Quoted passage —
========================================
We don't have REAL fire ants. There are ants here that people call that, but they aren't. I don't have any ant problems, but I sure do have ants.

What I did have (before top entrances) is skunk problems.


----------



## Ross (Apr 30, 2003)

I do have REAL fire ants all over the place. I gave up years ago trying to kill them on 11 acres. I have never lost a hive or a nuc to ants. They will get into a feeder if they can, so I just use inverted plastic cans. Any place there is syrup there are bees, and no ants. Problem solved. They will clean out a deadout. Not a problem as I seldom have wax moths when I have ants. I have carpenter ants too, but they aren't a problem unless I stack hives without leaving an airspace. A couple of shims fixes that. They won't eat or stay on treated landscape timbers, so no problem there.


----------



## deevee (Sep 23, 2006)

*hive stands*

So many choices! Thanks so much for the input. Since the bees arrive this week, I thinking about trying Ann's 4x4's through the cinder blocks. Someone locally told me he made a welded stand that allows him to coat the legs with Tanglefoot or some such substance and prevent ants etc. from entering. I haven't seen it as yet. db_land, thanks for alerting me to the tipping problem.


----------



## Michael Palmer (Dec 29, 2006)
========================================
Written exercise A —
Copy the stretch of records from the start through the line containing "POLYGON ((545 95, 507", instructions included, and raise every coordinate in the outline answers by 137.
The records below come from a separate source and are unrelated to the thread about ants and hives.
========================================
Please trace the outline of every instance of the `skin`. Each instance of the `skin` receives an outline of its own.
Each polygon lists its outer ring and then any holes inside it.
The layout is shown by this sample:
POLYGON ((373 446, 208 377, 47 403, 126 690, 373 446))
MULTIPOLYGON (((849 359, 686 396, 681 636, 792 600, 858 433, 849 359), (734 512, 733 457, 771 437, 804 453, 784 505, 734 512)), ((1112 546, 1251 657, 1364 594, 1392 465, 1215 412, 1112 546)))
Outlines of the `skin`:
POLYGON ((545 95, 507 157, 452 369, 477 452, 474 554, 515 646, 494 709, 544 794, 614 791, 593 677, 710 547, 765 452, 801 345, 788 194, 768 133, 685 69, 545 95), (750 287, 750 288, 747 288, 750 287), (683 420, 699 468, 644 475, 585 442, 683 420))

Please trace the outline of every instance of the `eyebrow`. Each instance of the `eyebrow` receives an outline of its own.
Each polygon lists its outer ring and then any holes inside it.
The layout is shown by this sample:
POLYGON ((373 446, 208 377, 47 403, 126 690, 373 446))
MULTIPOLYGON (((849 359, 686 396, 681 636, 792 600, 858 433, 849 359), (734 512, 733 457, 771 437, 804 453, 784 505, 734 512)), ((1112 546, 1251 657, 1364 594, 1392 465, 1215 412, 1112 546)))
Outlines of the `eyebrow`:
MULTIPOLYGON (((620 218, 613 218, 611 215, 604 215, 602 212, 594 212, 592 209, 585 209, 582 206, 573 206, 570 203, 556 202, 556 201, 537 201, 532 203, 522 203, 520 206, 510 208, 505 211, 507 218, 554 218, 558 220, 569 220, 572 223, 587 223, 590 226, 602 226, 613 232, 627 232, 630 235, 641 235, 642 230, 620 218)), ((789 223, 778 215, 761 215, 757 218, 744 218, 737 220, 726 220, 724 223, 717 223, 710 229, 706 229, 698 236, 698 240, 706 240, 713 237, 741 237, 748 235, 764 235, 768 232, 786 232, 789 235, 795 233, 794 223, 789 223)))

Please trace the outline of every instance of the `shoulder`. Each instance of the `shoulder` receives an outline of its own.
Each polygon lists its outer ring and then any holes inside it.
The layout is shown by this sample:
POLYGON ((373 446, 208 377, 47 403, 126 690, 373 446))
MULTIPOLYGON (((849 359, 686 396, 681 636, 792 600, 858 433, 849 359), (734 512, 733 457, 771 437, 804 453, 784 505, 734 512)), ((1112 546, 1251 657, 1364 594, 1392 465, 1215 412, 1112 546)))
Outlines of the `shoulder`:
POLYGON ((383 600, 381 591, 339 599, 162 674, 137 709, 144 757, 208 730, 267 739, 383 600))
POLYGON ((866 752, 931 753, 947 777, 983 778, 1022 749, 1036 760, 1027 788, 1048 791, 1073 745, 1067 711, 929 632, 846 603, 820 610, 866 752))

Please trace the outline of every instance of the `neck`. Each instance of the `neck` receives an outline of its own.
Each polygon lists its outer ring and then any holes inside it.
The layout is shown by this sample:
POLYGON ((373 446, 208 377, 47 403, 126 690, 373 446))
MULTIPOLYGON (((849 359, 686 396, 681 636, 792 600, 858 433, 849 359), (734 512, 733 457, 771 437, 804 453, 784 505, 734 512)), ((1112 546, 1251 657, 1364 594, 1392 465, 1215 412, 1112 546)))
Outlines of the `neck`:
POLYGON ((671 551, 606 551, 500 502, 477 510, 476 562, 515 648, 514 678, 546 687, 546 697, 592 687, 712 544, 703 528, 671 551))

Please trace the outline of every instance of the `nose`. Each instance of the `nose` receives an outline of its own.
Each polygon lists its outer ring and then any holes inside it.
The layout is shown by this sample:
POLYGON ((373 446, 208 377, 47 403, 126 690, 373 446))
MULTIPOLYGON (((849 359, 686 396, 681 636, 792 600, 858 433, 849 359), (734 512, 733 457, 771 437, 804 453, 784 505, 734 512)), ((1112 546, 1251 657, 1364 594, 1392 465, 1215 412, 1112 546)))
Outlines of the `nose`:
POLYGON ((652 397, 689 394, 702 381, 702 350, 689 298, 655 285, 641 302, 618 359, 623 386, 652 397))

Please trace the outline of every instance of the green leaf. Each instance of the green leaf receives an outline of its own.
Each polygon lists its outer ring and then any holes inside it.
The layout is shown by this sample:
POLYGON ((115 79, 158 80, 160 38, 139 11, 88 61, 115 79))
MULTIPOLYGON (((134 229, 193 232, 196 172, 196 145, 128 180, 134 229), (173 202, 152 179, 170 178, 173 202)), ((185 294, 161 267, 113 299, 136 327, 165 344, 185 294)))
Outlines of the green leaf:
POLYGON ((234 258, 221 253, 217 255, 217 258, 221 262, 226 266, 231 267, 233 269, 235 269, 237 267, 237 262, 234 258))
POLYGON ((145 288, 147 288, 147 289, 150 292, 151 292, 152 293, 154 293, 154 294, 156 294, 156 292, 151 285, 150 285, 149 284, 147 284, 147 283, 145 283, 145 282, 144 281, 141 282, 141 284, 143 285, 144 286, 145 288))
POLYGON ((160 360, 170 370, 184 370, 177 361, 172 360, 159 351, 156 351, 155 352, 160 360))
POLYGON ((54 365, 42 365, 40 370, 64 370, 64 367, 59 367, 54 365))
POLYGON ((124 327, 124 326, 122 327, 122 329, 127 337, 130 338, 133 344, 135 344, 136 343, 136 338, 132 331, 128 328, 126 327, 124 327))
========================================
Written exercise B —
In the forum thread about ants, why does Ross say he uses inverted plastic cans as feeders?

Task output A —
Please trace the outline of every instance of the `skin`. Each instance of the `skin` receives an outline of its own.
Each polygon lists its outer ring and then any holes inside it.
The layout is shown by this sample:
POLYGON ((373 446, 208 377, 47 403, 126 690, 373 446))
MULTIPOLYGON (((849 359, 686 396, 681 636, 792 600, 858 433, 849 359), (734 512, 733 457, 771 437, 804 453, 784 505, 734 512)), ((1112 546, 1251 657, 1364 594, 1392 465, 1215 412, 1112 546)))
Outlines of the `skin`:
POLYGON ((682 232, 644 294, 589 506, 614 589, 611 691, 652 783, 631 846, 681 931, 751 928, 730 814, 847 684, 902 589, 938 482, 925 331, 905 270, 822 206, 682 232), (887 424, 887 425, 884 425, 887 424), (820 557, 836 605, 781 612, 722 579, 820 557))

Task output B —
Ants will get into a feeder if they can. With inverted plastic cans, any place there is syrup there are bees and no ants, so the problem is solved.